* Document segment:
The recent steroid controversy in professional sports may only be the beginning of this nation’s relationship with physical and cognitive enhancement drugs. The market for enhancement drugs is growing at an alarming rate, raising serious ethical, legal, and social issues for our society. Healthy students at every educational level are increasingly turning to “cognitive performance enhancers,” such as Ritalin, to increase their focus, bolster concentration, and gain a competitive edge over other students. Consequently, schools will soon be forced to supervise and regulate performance-enhancing drugs to ensure a fair and safe environment for students.
Public schools traditionally focused on protecting students from derailing their lives by abusing drugs and alcohol. School districts typically employ various learning programs and prevention procedures, such as random drug testing, to detect and prevent illegal drug use. Schools could use these existing programs, particularly the drug testing policies, as a blueprint to educate and prevent students from using performance-enhancing drugs.

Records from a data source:
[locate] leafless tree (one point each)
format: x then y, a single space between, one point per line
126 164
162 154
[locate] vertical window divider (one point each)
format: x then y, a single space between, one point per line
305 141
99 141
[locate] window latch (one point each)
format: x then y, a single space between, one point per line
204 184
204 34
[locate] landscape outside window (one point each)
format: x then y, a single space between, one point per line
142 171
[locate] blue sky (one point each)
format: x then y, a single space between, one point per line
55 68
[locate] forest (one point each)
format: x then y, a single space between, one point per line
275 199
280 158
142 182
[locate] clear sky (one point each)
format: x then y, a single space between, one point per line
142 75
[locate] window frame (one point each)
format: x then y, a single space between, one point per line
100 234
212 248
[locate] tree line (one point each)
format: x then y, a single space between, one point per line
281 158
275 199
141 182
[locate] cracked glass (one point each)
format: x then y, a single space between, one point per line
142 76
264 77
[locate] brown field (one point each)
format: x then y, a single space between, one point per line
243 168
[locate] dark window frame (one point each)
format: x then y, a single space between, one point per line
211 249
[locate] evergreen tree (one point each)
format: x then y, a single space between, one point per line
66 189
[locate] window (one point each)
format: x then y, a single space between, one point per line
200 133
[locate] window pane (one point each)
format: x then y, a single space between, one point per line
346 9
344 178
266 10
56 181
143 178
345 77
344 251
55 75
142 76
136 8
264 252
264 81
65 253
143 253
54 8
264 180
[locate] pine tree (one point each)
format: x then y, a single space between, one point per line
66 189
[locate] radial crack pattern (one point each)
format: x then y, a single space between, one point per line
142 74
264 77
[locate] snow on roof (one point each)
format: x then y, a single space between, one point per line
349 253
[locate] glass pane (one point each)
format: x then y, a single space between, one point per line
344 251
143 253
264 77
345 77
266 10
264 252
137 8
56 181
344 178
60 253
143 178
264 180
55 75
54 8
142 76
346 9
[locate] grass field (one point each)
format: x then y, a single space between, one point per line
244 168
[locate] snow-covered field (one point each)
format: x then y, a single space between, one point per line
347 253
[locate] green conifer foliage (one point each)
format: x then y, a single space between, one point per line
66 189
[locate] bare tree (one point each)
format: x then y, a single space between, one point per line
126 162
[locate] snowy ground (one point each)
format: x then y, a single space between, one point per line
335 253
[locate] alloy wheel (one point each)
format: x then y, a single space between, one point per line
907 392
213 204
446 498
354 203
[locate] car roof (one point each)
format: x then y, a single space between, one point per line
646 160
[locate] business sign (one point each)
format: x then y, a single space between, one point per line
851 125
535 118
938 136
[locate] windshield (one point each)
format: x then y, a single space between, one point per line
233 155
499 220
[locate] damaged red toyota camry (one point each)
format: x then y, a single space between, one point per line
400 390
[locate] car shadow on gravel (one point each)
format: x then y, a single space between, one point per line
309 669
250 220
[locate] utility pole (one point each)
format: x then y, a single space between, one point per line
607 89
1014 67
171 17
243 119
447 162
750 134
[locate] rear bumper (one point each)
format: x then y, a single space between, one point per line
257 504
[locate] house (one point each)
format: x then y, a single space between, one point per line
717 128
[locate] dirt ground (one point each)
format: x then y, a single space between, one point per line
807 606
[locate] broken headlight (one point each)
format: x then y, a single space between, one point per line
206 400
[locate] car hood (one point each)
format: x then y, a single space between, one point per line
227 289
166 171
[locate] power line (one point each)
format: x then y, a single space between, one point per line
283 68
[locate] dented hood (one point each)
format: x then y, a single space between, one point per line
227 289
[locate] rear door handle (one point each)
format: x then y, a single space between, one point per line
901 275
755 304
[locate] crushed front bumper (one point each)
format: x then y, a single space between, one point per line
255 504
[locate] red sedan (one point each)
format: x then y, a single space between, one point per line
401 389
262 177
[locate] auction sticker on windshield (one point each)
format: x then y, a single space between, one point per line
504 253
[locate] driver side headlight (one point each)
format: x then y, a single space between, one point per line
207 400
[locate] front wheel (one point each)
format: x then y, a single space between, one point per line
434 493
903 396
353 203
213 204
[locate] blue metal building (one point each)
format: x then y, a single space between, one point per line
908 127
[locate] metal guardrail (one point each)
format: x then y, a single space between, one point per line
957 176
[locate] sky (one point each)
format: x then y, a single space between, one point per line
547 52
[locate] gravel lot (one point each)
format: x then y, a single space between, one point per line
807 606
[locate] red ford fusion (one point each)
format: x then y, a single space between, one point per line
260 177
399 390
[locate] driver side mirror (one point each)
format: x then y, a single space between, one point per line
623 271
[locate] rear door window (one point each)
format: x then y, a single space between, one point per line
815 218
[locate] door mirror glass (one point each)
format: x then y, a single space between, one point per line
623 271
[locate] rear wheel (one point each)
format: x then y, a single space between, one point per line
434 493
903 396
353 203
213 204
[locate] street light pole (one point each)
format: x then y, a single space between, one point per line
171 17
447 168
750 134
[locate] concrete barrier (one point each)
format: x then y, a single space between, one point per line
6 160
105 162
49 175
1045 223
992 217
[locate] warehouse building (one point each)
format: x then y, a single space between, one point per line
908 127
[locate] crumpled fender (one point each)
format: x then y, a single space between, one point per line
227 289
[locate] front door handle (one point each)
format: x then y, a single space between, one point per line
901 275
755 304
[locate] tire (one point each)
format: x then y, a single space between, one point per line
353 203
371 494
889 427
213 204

* Your tasks:
a) According to the passage on enhancement drugs in schools, what kinds of issues does the growing market for these drugs raise for society? List them all.
b) Go on with the passage on enhancement drugs in schools, starting after its last sentence.
The data above is separate material and has nothing to do with the passage on enhancement drugs in schools.

* Results for each task:
a) Ethical, legal, and social issues.

b)
Historically, schools struggled to institute drug and alcohol testing programs because such testing is considered a search under the Fourth Amendment, which ensures “[t]he right of people to be secure in their persons, houses, papers and effects, against unreasonable searches and seizures . . . .” The right to be free from unreasonable searches applies to all individuals in America, but the Supreme Court has developed exceptions to the Fourth Amendment to permit “reasonable searches and seizures” in the public high school setting. Balancing the government’s interest in safety against the students’ privacy concerns, the Court determined that a school’s desire to prevent and deter drug use can outweigh student privacy interests.
This Note explores the history of suspicionless drug testing and performance-enhancing drug abuse in public high schools. Specifically, this Note argues that public high schools across the country should implement performance-enhancing drug regulation and education programs to prevent students’ illicit use of performance-enhancing drugs. Further analysis focuses on the ethical, health, and legal concerns stemming from the use of performance-enhancing drugs, particularly steroids and Ritalin. Finally, this Note recommends steps that state school districts should take to ensure a fair and safe school environment, free from drug-induced scholastic and athletic achievements and the influence of performance-enhancing drugs. . . .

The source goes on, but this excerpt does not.